#### Materials provided

· · · · · · ·

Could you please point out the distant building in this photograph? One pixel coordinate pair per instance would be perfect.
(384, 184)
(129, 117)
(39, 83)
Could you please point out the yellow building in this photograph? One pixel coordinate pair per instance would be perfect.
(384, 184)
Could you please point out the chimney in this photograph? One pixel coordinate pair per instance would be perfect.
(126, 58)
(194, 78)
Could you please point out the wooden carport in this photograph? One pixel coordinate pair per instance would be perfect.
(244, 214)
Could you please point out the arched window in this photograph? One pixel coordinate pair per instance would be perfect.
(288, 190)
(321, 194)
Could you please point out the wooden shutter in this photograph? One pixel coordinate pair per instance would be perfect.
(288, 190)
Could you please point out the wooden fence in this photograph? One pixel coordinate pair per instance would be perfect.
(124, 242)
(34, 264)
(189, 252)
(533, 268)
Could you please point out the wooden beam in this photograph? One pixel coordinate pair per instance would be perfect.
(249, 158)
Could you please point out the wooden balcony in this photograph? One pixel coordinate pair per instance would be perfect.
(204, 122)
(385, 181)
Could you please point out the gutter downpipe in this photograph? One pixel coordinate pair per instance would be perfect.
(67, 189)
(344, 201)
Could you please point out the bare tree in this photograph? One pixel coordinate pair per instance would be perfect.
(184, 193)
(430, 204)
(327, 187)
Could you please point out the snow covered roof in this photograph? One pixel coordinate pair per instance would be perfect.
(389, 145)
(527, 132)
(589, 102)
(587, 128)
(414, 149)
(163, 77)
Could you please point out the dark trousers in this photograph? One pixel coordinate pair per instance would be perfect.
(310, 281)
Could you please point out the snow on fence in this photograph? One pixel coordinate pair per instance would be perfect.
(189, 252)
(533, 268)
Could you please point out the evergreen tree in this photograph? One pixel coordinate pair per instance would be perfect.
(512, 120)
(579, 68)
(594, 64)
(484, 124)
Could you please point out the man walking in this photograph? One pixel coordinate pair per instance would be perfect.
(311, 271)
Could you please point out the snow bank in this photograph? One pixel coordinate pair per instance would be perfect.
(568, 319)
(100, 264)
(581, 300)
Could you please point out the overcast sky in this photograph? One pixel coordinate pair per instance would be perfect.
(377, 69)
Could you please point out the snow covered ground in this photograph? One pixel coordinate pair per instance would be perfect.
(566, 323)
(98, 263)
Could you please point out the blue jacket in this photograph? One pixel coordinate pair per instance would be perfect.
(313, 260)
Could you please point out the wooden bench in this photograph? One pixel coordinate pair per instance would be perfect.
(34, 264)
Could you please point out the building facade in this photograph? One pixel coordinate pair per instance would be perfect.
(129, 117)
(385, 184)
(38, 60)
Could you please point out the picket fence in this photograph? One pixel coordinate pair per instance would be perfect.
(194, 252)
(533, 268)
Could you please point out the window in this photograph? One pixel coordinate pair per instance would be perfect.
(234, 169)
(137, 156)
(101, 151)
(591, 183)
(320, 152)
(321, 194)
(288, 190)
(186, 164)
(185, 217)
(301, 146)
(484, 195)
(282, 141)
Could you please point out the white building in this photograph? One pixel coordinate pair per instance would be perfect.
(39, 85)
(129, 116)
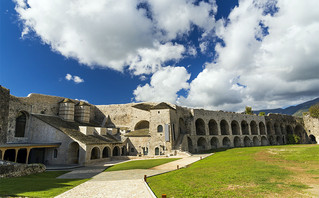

· · · · · · ·

Report every line in the records above that contains the word "wooden", copying each one in full.

Could you please point out the wooden carport in this photograph? One pixel coordinate pair per instance would be perfect.
Could you please point out the wooden shutter in this photograph? One pixel coordinate pair per instance would be perfect.
Could you please point out the wooden fence in this photograph? One pixel coordinate pair per instance would be perfect.
Could you please point out the wooden beam in this photograph? One pixel coordinate pair per instance would be perfect.
Could you please point out the wooden balcony in this photograph? One pixel coordinate pair per instance would be perfect.
Could you please point out the wooden bench in this photograph? One pixel coordinate pair per instance would be perfect.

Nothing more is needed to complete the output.